● PARTS OF THE EXERCISE
[a] In the working paper listings, what data do Meer and Rosen use to study end-of-life giving patterns?
[b] Translate this sentence from the working paper listings into Spanish: "The old age provisions of the Medicaid program were designed to insure poor retirees against medical expenses."
[c] Carry on the working paper listings from the point where they stop.

● SOURCE TEXT
──────────────────────────────
A. “Medicaid Insurance in Old Age,” by Mariacristina De Nardi, Eric French, and John Bailey Jones (w19151, June 2013, .pdf format, 50p.).
Abstract:
The old age provisions of the Medicaid program were designed to insure poor retirees against medical expenses. However, it is the rich who are most likely to live long and face expensive medical conditions when very old. We estimate a rich structural model of savings and endogenous medical spending with heterogeneous agents, and use it to compute the distribution of lifetime Medicaid transfers and Medicaid valuations across single retirees.
We find that retirees with high lifetime incomes can end up on Medicaid, and often value Medicaid’s insurance features the most, as they face a larger risk of catastrophic medical needs at old ages, and face the greatest consumption risk. Finally, our compensating differential calculations indicate that retirees value Medicaid insurance at more than its actuarial cost, but that most would value expansions of the current Medicaid program at less than cost.
www.nber.org/papers/w19151
B. “Donative Behavior at the End of Life,” by Jonathan Meer and Harvey S. Rosen (w19145, June 2013, .pdf format, 20p.).
Abstract:
A general finding in the empirical literature on charitable giving is that among older individuals, both the probability of giving and the conditional amount of donations decrease with age, ceteris paribus. In this paper, we use data on giving by alumni at an anonymous university to investigate end-of-life giving patterns. Our main finding is that taking into account the approach of death substantially changes the age-giving profile for the elderly-in one segment of the age distribution, the independent effect of an increase in age on giving actually changes from negative to positive.
──────────────────────────────
● SUPPLIED ENTRIES

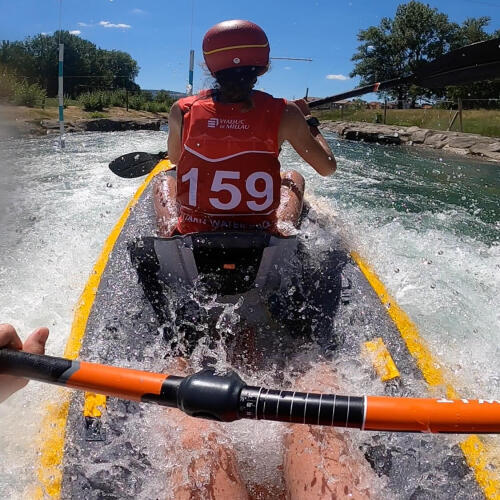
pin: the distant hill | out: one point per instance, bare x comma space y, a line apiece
172, 93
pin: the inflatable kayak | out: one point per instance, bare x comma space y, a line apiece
254, 301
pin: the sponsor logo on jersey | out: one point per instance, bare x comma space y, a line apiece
228, 123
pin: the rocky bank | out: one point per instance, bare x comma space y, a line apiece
453, 142
103, 125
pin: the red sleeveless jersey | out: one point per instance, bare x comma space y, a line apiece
228, 176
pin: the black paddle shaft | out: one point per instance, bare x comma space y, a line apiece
226, 398
135, 164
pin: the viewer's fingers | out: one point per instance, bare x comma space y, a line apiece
9, 337
35, 343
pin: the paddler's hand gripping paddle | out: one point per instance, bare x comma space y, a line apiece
227, 398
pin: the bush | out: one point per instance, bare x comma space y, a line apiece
29, 95
94, 101
136, 102
8, 83
118, 98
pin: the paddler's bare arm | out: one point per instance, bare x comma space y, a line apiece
35, 344
306, 140
175, 134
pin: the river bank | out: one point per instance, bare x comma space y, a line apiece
453, 142
21, 121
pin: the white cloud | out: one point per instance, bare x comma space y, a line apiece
337, 77
107, 24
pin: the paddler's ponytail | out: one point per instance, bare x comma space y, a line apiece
236, 84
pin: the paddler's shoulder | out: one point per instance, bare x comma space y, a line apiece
186, 102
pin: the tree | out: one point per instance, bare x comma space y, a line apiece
86, 67
475, 94
400, 46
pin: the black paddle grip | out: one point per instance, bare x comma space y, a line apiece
211, 396
302, 407
34, 366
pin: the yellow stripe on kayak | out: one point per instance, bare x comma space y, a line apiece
53, 428
381, 359
475, 451
478, 459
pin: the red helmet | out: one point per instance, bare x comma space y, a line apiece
235, 43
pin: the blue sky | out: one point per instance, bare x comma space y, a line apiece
157, 33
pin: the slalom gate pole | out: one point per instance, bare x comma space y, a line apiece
227, 398
60, 95
191, 72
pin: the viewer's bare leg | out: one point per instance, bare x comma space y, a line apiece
206, 464
164, 198
292, 198
318, 461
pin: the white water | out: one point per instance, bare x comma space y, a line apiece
439, 256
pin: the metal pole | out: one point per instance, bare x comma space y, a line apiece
61, 96
191, 72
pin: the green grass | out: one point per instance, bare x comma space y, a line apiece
475, 121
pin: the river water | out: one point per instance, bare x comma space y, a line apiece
427, 223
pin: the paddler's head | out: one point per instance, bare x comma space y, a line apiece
236, 52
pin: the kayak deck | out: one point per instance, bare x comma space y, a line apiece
107, 456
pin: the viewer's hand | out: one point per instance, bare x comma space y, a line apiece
303, 106
35, 344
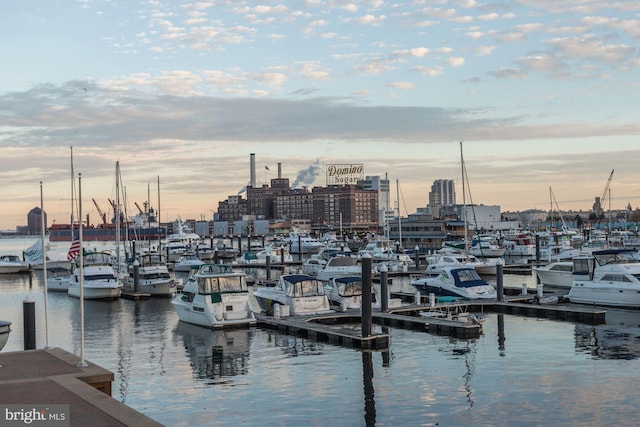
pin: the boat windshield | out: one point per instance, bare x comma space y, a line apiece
305, 288
350, 289
622, 257
466, 278
210, 285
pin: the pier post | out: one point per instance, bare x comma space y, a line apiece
499, 282
29, 322
268, 265
384, 288
136, 276
366, 296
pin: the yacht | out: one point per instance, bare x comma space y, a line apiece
153, 276
609, 277
59, 279
462, 282
345, 293
99, 278
303, 243
12, 264
340, 266
215, 297
558, 274
301, 293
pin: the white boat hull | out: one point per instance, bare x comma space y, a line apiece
232, 311
91, 291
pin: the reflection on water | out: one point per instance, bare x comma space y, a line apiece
619, 338
521, 371
215, 355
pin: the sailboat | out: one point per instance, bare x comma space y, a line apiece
486, 266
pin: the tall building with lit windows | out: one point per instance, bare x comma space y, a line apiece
443, 193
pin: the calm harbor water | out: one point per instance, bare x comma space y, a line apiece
522, 371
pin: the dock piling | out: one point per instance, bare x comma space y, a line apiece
366, 296
384, 288
29, 321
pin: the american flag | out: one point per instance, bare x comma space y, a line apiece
74, 250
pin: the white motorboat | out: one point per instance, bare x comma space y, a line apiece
185, 262
339, 266
301, 293
313, 265
59, 279
215, 297
303, 243
345, 293
609, 277
10, 264
450, 257
558, 274
99, 278
462, 282
484, 249
153, 276
277, 254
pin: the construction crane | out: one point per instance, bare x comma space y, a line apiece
606, 189
139, 209
102, 214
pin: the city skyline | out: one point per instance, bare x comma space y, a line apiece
541, 93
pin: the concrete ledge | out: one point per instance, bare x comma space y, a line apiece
53, 377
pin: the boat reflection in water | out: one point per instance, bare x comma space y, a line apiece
215, 355
619, 338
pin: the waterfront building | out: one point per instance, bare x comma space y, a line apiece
34, 221
443, 193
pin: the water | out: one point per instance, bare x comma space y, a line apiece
521, 371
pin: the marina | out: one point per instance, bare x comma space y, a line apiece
181, 374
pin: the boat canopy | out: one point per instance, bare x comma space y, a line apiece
467, 278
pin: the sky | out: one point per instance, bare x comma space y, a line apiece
543, 94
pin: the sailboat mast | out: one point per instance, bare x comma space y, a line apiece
118, 218
464, 204
399, 220
73, 196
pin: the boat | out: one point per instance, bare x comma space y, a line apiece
313, 264
215, 297
59, 279
10, 264
485, 249
99, 278
462, 282
303, 243
277, 254
558, 274
153, 276
339, 266
345, 293
609, 277
450, 257
300, 293
185, 262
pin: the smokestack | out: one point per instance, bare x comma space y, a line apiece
252, 166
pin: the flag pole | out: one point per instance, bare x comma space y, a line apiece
44, 270
81, 268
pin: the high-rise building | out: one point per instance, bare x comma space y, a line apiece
443, 193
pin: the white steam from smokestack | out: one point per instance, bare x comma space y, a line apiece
252, 166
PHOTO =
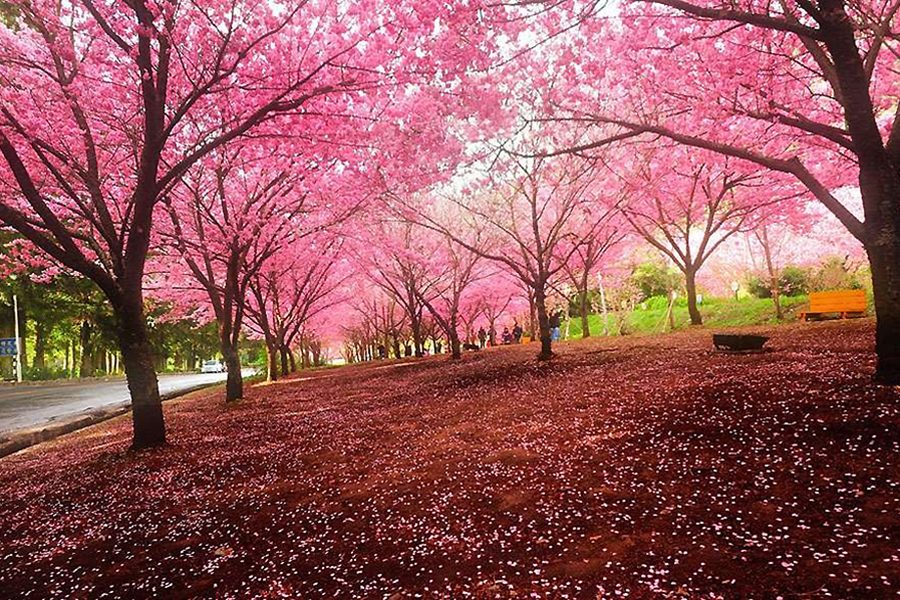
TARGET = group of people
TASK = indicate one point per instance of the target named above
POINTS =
(514, 336)
(485, 338)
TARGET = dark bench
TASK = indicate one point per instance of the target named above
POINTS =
(738, 342)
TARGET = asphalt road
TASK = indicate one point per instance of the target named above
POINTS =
(35, 404)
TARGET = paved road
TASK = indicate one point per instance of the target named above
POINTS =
(30, 405)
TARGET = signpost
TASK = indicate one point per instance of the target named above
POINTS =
(18, 340)
(11, 346)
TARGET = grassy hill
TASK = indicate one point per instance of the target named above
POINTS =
(717, 312)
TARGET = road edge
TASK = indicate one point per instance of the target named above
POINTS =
(16, 441)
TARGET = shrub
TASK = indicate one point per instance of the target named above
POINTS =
(654, 278)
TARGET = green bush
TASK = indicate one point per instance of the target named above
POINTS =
(835, 274)
(793, 281)
(654, 278)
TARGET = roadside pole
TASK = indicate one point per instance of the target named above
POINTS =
(18, 341)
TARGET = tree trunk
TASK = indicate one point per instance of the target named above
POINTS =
(540, 307)
(271, 361)
(774, 288)
(40, 346)
(418, 341)
(583, 307)
(137, 357)
(87, 367)
(690, 277)
(234, 386)
(885, 262)
(285, 367)
(455, 345)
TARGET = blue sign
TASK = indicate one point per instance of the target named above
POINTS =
(8, 347)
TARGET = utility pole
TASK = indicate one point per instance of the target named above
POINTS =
(18, 341)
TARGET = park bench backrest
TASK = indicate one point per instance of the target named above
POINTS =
(838, 301)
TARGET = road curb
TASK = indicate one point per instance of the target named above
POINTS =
(15, 441)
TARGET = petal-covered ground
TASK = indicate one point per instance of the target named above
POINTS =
──────────────────────────────
● SOLVED TASKS
[a] They use data on giving by alumni at an anonymous university.

[b] Las disposiciones del programa Medicaid para la vejez se diseñaron para asegurar a los jubilados pobres contra los gastos médicos.

[c]
We examine how the decline in giving as death approaches varies with the length of time that a given condition is likely to bring about death, and the individual’s age when he died. We find that for individuals who died from conditions that bring about death fairly quickly, there is little decline in giving as death approaches compared to those who died from other causes. Further, the decline in giving as death approaches is steeper for the elderly (for whom death is less likely to be a surprise) than for the relatively young. These findings suggest that our primary result, that failing to take into account the approach of death leads to biased inferences with respect to the age-giving profile, is not merely an artifact of some kind of nonlinearity in the relationship between age and giving.
www.nber.org/papers/w19145
C. “Informal Care and Caregiver’s Health,” by Young Kyung Do, Edward C. Norton, Sally Stearns, and Courtney H. Van Houtven (w19142, June 2013, .pdf format, 30p.).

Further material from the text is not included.